• Stored rows:
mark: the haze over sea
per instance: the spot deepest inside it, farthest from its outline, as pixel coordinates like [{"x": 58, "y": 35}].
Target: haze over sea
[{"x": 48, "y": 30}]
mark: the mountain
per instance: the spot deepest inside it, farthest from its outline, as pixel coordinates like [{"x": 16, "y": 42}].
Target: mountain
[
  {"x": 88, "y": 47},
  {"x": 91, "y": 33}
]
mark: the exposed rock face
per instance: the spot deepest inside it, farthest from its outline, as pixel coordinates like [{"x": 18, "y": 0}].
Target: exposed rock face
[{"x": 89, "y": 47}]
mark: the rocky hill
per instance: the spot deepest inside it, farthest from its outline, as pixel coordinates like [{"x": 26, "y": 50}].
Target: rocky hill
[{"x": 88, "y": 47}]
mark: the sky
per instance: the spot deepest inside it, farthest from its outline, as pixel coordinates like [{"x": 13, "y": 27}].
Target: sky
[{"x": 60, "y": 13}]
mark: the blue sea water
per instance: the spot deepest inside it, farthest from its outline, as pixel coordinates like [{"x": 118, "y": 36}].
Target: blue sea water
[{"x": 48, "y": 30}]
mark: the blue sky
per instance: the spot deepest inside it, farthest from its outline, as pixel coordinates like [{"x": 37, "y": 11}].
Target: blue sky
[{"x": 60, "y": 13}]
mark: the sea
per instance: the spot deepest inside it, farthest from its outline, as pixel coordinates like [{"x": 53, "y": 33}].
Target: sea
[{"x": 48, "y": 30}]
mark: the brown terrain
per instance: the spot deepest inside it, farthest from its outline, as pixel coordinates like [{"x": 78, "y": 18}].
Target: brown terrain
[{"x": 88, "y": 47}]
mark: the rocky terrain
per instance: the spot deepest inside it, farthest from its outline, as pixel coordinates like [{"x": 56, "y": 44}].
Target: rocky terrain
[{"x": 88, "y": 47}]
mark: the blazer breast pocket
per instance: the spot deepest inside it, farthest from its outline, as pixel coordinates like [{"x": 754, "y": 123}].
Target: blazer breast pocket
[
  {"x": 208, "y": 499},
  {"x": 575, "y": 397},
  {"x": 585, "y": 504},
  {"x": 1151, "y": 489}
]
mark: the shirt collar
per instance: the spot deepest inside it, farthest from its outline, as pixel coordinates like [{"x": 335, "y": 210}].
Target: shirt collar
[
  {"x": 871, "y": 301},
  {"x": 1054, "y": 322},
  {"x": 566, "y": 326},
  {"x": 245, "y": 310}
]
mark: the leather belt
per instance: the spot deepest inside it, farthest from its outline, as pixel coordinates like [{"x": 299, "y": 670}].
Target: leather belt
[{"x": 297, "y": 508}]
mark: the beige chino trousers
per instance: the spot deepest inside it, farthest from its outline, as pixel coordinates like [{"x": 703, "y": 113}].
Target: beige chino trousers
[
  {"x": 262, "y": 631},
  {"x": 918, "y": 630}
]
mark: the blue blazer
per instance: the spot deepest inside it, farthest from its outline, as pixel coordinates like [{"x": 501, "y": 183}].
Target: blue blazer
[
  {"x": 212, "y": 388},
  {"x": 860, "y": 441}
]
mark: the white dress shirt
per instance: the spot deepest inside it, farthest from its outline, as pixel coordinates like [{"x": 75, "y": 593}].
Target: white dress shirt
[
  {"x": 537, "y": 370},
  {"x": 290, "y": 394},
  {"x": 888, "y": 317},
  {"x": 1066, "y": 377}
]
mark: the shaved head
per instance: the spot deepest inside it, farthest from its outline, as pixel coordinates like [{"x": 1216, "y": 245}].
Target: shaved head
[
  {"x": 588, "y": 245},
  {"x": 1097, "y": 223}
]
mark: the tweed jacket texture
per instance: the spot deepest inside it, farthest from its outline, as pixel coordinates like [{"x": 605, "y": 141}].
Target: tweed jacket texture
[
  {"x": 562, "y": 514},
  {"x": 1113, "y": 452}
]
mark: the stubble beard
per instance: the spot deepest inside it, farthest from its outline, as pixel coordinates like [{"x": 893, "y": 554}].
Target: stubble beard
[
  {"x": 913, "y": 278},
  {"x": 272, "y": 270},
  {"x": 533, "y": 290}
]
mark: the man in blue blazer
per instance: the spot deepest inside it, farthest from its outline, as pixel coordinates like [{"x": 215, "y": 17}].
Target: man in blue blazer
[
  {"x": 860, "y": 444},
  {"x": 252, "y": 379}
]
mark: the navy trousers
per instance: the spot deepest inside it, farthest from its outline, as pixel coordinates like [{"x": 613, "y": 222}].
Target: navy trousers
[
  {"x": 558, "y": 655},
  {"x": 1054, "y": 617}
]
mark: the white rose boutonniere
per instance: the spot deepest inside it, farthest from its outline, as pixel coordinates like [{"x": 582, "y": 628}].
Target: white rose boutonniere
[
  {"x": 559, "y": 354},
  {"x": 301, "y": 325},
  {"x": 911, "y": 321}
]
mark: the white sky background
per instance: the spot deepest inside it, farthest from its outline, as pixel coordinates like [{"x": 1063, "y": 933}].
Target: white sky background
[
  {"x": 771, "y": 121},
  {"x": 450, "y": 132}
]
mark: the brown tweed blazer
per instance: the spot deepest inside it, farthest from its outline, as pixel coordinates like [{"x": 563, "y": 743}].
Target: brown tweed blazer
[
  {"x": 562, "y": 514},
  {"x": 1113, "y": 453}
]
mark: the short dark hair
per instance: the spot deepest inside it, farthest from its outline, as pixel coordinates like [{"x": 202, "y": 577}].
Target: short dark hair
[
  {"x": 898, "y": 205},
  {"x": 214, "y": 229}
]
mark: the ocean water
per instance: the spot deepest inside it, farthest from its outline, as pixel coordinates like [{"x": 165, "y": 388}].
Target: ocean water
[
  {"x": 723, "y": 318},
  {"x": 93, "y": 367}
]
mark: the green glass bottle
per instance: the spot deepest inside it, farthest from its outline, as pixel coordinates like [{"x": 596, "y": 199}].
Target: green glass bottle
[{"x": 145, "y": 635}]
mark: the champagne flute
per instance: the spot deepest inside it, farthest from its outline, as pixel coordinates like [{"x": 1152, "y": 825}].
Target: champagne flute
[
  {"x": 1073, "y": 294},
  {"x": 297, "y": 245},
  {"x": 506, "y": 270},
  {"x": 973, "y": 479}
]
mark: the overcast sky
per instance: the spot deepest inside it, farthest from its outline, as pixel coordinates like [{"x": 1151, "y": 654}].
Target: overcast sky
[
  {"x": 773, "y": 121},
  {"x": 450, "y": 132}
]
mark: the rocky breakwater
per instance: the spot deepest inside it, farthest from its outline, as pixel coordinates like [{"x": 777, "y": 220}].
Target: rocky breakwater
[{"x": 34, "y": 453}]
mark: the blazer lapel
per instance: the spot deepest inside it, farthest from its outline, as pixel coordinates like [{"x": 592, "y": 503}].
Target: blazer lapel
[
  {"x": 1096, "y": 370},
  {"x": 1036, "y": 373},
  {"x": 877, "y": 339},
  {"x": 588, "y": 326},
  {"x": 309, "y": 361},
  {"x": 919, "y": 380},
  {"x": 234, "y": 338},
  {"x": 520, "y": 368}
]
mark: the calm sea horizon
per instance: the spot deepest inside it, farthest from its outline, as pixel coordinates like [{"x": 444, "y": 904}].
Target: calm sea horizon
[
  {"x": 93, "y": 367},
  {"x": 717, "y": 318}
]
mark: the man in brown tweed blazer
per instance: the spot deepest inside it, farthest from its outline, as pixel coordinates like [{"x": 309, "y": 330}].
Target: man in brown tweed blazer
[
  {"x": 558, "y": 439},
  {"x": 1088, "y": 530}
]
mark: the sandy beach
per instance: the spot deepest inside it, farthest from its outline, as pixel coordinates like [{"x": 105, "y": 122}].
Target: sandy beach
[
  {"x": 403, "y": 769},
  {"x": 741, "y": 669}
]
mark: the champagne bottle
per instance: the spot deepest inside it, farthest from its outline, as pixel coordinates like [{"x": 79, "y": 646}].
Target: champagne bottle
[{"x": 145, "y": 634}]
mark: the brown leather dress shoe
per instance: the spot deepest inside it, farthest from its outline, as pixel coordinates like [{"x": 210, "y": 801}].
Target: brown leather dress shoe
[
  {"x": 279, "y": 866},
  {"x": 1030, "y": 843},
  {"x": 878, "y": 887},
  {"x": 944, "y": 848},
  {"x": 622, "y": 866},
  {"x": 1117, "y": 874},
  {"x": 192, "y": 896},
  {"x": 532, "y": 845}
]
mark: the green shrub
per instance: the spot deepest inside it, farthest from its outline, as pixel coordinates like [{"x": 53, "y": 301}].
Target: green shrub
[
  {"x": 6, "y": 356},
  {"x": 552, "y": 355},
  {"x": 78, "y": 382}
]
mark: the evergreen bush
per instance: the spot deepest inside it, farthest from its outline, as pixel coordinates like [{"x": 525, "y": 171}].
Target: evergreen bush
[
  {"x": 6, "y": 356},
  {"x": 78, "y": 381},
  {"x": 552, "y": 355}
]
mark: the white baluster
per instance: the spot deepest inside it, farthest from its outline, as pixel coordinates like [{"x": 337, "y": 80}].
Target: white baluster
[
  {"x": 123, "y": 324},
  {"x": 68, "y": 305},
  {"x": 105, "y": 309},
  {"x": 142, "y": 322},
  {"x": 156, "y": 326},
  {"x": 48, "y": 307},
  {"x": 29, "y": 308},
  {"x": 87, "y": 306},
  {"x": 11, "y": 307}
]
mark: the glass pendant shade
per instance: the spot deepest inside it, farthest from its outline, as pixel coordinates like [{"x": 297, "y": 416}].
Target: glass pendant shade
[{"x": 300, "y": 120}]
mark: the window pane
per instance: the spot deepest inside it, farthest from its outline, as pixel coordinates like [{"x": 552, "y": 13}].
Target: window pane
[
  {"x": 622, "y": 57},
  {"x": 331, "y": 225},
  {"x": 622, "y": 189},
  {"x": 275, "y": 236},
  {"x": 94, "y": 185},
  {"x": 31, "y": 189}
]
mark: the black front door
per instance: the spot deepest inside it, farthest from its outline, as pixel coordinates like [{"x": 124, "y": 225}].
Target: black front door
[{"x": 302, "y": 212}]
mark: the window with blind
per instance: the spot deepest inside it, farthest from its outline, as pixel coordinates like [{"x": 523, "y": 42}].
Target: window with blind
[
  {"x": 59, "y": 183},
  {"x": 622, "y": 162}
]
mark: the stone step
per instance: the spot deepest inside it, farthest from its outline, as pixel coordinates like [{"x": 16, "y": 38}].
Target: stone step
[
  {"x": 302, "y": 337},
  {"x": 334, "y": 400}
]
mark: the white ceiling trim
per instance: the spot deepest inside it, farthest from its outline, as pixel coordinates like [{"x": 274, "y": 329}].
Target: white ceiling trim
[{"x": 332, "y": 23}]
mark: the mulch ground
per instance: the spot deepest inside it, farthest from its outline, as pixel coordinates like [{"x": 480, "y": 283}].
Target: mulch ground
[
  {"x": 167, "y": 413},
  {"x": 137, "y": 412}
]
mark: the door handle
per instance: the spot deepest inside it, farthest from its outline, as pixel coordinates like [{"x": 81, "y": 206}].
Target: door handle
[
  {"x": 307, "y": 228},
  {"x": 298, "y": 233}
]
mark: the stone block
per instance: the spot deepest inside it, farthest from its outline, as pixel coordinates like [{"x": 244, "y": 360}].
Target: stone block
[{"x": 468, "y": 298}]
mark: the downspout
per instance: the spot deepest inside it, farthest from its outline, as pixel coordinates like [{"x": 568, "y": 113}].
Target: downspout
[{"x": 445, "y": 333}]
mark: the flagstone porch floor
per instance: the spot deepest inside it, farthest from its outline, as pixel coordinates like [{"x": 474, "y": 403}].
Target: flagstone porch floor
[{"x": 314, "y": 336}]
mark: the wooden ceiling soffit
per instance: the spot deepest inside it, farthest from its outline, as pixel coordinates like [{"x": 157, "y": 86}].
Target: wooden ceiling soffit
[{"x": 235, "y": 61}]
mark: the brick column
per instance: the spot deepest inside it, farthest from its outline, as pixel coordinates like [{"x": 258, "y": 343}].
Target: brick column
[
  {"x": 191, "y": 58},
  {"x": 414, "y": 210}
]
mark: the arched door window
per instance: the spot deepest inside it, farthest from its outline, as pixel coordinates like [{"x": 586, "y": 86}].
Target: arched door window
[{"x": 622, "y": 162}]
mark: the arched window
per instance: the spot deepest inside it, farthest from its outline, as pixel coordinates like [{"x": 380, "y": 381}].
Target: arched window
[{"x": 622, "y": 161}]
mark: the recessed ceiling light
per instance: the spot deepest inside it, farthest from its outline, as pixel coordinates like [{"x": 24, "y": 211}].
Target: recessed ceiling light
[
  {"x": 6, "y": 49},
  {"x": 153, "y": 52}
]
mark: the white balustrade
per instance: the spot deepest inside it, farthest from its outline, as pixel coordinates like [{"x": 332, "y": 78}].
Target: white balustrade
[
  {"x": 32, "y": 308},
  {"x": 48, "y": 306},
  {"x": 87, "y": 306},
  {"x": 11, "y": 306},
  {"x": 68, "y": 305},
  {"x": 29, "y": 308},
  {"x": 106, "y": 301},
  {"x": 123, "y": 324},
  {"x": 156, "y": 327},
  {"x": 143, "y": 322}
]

• Description of the task:
Copy the items verbatim from the line with "mark: the arched window" through the end of the items.

• Output for this exercise:
mark: the arched window
per instance: the spot deepest inside it, farthest from its outline, as pixel coordinates like [{"x": 380, "y": 381}].
Target: arched window
[{"x": 622, "y": 161}]
mark: the recessed ceiling light
per instance: the spot deepest inside it, farthest from its outline, as pixel coordinates like [{"x": 24, "y": 211}].
Target: recessed ceiling light
[
  {"x": 6, "y": 49},
  {"x": 153, "y": 52}
]
mark: the white balustrade
per instance: the spot deepest inside it, farthest from its outline, as pixel coordinates like [{"x": 332, "y": 78}].
Target: white balustrade
[
  {"x": 32, "y": 308},
  {"x": 48, "y": 306},
  {"x": 87, "y": 306},
  {"x": 11, "y": 306},
  {"x": 68, "y": 305},
  {"x": 29, "y": 308},
  {"x": 106, "y": 301},
  {"x": 123, "y": 324},
  {"x": 156, "y": 327},
  {"x": 143, "y": 322}
]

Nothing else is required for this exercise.